TASK TO CARRY OUT: Here the job is to transcribe the data exactly while omitting the images.

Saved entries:
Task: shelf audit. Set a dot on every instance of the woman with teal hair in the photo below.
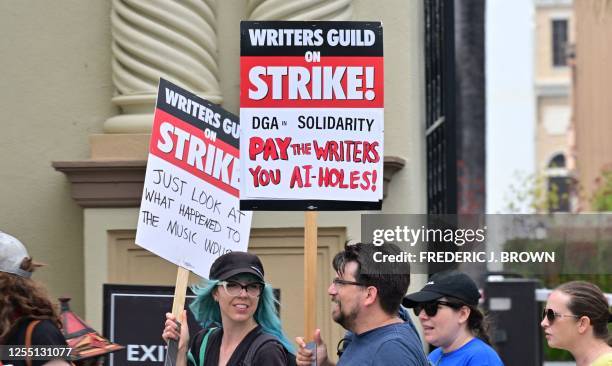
(237, 311)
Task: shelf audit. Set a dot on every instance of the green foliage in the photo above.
(602, 197)
(532, 194)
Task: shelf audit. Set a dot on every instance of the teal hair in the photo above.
(207, 312)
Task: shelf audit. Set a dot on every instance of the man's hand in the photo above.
(305, 357)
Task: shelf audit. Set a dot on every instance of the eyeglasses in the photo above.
(431, 308)
(234, 288)
(551, 315)
(337, 282)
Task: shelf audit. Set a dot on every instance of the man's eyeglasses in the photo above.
(338, 283)
(551, 315)
(234, 288)
(431, 308)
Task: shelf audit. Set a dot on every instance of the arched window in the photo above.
(557, 161)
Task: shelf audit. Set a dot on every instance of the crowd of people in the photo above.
(240, 324)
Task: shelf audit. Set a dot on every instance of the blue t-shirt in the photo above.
(473, 353)
(394, 344)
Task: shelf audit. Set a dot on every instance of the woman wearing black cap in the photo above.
(576, 318)
(448, 312)
(236, 298)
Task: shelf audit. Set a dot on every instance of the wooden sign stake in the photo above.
(310, 273)
(180, 291)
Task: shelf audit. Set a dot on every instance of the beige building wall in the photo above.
(546, 12)
(58, 66)
(56, 90)
(592, 93)
(552, 89)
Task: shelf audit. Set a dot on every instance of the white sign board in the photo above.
(189, 214)
(311, 106)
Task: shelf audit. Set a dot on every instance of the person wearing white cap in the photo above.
(27, 316)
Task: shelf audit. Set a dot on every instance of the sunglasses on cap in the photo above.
(551, 315)
(431, 308)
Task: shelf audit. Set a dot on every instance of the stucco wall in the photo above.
(56, 90)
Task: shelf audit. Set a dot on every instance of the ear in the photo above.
(371, 295)
(464, 314)
(583, 324)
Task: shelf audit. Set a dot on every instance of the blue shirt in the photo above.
(394, 344)
(473, 353)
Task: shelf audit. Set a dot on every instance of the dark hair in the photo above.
(586, 299)
(25, 298)
(390, 279)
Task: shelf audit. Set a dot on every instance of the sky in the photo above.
(510, 131)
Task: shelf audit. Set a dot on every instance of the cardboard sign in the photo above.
(189, 214)
(311, 106)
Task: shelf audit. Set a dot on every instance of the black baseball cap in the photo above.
(233, 263)
(448, 283)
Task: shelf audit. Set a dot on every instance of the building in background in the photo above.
(592, 98)
(554, 28)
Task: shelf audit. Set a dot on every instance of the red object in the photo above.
(84, 340)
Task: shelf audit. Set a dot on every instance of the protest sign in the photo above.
(311, 106)
(190, 212)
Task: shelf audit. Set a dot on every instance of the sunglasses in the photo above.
(551, 315)
(234, 288)
(431, 308)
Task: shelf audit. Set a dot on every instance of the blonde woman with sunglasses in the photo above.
(576, 319)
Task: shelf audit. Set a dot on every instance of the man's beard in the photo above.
(347, 321)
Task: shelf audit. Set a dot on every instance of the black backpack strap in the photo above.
(257, 343)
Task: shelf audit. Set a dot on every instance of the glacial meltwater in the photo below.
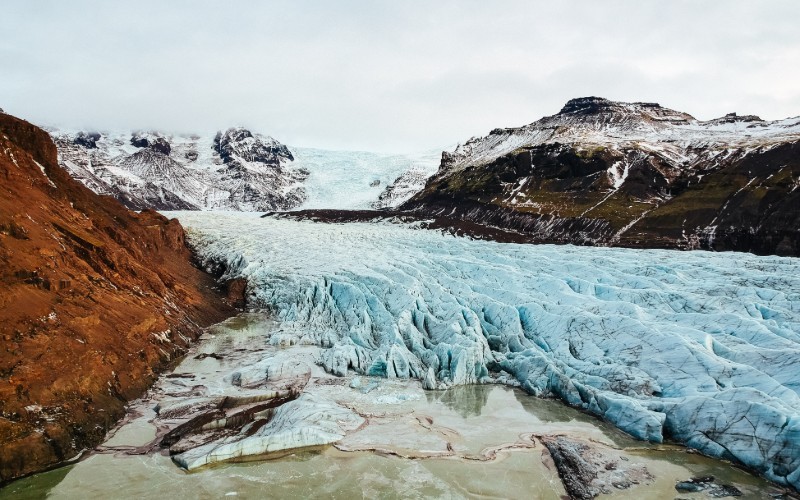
(385, 360)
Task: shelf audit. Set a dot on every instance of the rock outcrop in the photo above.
(629, 174)
(94, 301)
(235, 170)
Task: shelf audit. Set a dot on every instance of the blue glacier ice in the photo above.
(698, 347)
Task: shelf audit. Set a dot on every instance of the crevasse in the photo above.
(698, 347)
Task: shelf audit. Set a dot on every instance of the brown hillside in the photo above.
(94, 301)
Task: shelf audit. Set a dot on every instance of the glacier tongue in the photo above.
(699, 347)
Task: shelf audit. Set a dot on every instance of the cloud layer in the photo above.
(389, 76)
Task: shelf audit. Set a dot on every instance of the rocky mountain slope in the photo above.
(630, 174)
(94, 299)
(234, 170)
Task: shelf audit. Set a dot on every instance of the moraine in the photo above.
(692, 347)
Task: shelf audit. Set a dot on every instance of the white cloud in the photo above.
(408, 75)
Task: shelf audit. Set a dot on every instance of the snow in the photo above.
(678, 138)
(260, 174)
(700, 347)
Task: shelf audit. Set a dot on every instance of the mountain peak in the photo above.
(586, 105)
(607, 109)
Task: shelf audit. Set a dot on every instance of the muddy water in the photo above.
(466, 442)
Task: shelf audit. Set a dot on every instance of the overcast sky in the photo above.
(387, 76)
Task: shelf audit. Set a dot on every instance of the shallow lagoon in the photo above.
(480, 422)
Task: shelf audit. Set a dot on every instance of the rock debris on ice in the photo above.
(699, 347)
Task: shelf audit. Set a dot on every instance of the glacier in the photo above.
(696, 347)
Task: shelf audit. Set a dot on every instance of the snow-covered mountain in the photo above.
(236, 170)
(634, 174)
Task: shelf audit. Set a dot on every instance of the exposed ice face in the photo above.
(700, 347)
(356, 179)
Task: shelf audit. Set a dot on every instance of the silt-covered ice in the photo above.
(699, 347)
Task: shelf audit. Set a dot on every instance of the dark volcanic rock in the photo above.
(87, 139)
(241, 143)
(630, 174)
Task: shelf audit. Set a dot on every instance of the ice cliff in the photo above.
(698, 347)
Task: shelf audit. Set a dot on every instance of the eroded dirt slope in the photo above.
(94, 301)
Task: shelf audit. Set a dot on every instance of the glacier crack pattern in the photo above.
(698, 347)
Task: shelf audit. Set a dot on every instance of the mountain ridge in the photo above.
(601, 172)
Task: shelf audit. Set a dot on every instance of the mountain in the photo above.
(237, 170)
(601, 172)
(234, 170)
(94, 300)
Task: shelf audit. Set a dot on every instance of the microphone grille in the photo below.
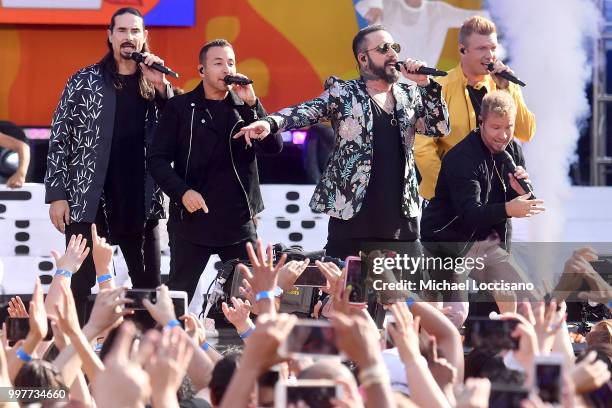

TASK SOLUTION:
Task: shelf audit. Set a dot on every instance of the woman with teal hair in the photo below.
(237, 311)
Task: shelf audit. Set a dot on every instance of the green foliage in the photo above.
(602, 197)
(532, 194)
Task: shelf audit. Set a dot on every instance of the teal hair in the photo above.
(207, 312)
Task: shelf audit. Set a dot on every instance of the man's hand in the photo above.
(305, 357)
Task: shelf audit. Set a dot on every instance of the eyeglasses in the photo above.
(431, 308)
(234, 288)
(551, 315)
(337, 282)
Task: shelf audit. Set a dot on every instance of the man's eyeglasses in the photo above.
(338, 283)
(551, 315)
(234, 288)
(431, 308)
Task: shelf audit. Set a dot on every instance of the arched window in the photo above.
(557, 161)
Task: shelf audit. Set a dot on every instance of the crowd of people in the photo above.
(240, 324)
Task: shelf audit. Set a dot on every instance of the blue t-shirt in the photo above.
(473, 353)
(394, 344)
Task: shelf audit. Set a dot on every instance of the woman wearing black cap in the photo above.
(576, 318)
(448, 312)
(236, 298)
Task: shelf audit. Set a dot on every instance of the wooden sign stake in the photo above.
(310, 273)
(180, 291)
Task: shelf audit. Set a dot on every instance of the beige building wall in the photo above.
(546, 12)
(58, 66)
(56, 90)
(592, 93)
(552, 89)
Task: shelf audit. Set a dot on every instance of the white sign board in the photo above.
(189, 214)
(311, 106)
Task: shelf audit. Set a dot on every instance of the person wearing white cap in the photo above.
(27, 316)
Task: shelf audit. Set a dot on every instance of the sunglasses on cap in the photo above.
(551, 315)
(431, 308)
Task: shelf audit. Set a dot on every instance of the stucco wall in the photo above.
(56, 90)
Task: shelf audit. Set a dot on every instance of the ear in the photo above.
(371, 295)
(464, 314)
(583, 324)
Task: shelf audit. Set a dot on every instance of the blue shirt in the photo above.
(394, 344)
(473, 353)
Task: shelf audit. Set a dot on every instance of the dark hair in the photo above.
(586, 299)
(25, 298)
(390, 279)
Task: shelf audit. Set a dot on every instance of the sky in the photo above.
(510, 131)
Task: shelf audit. Set a dot on every instance of the cardboard sign in the photo above.
(189, 214)
(311, 106)
Task: shelf audit. Set a dot on every instance of the black baseball cap in the photo above.
(233, 263)
(448, 283)
Task: shelf audit. Set a dot on every instance of the building in background in the photo above.
(592, 98)
(554, 28)
Task: shelf audit. Set a dot on every instance of the red object in the photo above.
(84, 340)
Task: shelf audit. Set a dot on every instance of the protest sign in the photo above.
(311, 106)
(190, 212)
Task: shelf audit. Set a dot on every instance of the sunglasses in the photo above.
(551, 315)
(234, 288)
(431, 308)
Task: shelf audit. Set a dot on every instance of the blonde woman with sunglasses in the photo above.
(576, 319)
Task: shelf audit. Set a dot on every instance of the man's beard in the photo above.
(347, 321)
Task: shelf audit. Set a dot on every instance of the black backpack strap in the photo above.
(257, 343)
Task: shelf audit. Set a dot on every instance of the glacial meltwater in the photo below.
(385, 360)
Task: shelf audit. Set a dot on every instance of the rock outcrop in the photo above.
(629, 174)
(94, 301)
(235, 170)
Task: shelf audit. Set a dot on every instance of the blue glacier ice in the photo above.
(698, 347)
Task: shelf audit. Set a dot on every instance of the crevasse in the photo above.
(698, 347)
Task: shelf audit. Set a dot on every instance of the brown hillside in the photo above.
(94, 301)
Task: shelf audit. Set a dot on every instance of the glacier tongue in the photo above.
(699, 347)
Task: shelf audit. Set a dot on every instance of the cloud layer in the photo above.
(389, 76)
Task: shelf audit. Set a dot on every instance of the rocky mountain slope in the photo above.
(630, 174)
(94, 299)
(234, 170)
Task: shelf audit. Set a dot on every instance of the moraine in the photo above.
(692, 347)
Task: shelf audit. Set a dot on every instance of the white cloud in the photo above.
(408, 75)
Task: shelf audit. Set a dot on every instance of the snow in the photo above.
(678, 138)
(260, 174)
(700, 347)
Task: shelf audit. Set a dot on every instance of the mountain peak in the photo above.
(586, 105)
(607, 109)
Task: shelf audit. Set a dot on every instance of the muddy water in the photo above.
(466, 442)
Task: shelf audit. Set a dot on every instance of the overcast sky in the photo above.
(387, 76)
Task: shelf audit. Set a dot on every instance of the shallow lagoon in the photo above.
(480, 422)
Task: shelf audit. Set a dot on every instance of the rock debris on ice in the photo above.
(699, 347)
Task: shelf audit. Set a dot on every instance of the glacier in the photo above.
(696, 347)
Task: shelf audit. Set a dot on every instance of the snow-covered mountain in the photo above.
(236, 170)
(634, 174)
Task: shelf audit. Set a dot on every instance of the exposed ice face in the photo above.
(700, 347)
(356, 179)
Task: shelf audit. Set a dot on every instance of the silt-covered ice in the photo above.
(699, 347)
Task: shelf audit. Set a dot on every instance of the dark volcanic rock in the photo above.
(87, 139)
(241, 143)
(630, 174)
Task: shelf audit. Set a dot on every instance of the ice cliff in the photo above.
(698, 347)
Task: shelf audit. Set a dot on every instance of the eroded dirt slope in the photo above.
(94, 301)
Task: shelf audit. Set a dot on every instance of the glacier crack pattern in the photo above.
(698, 347)
Task: shelf audit. Set a dot on every instance of the mountain ridge in the photo above.
(601, 172)
Task: shelf audit. Set a dot on every instance of the mountain in the photo above.
(237, 170)
(601, 172)
(234, 170)
(94, 300)
Task: shelf audit. Set a dot on every instance of the microphone grille in the photo below.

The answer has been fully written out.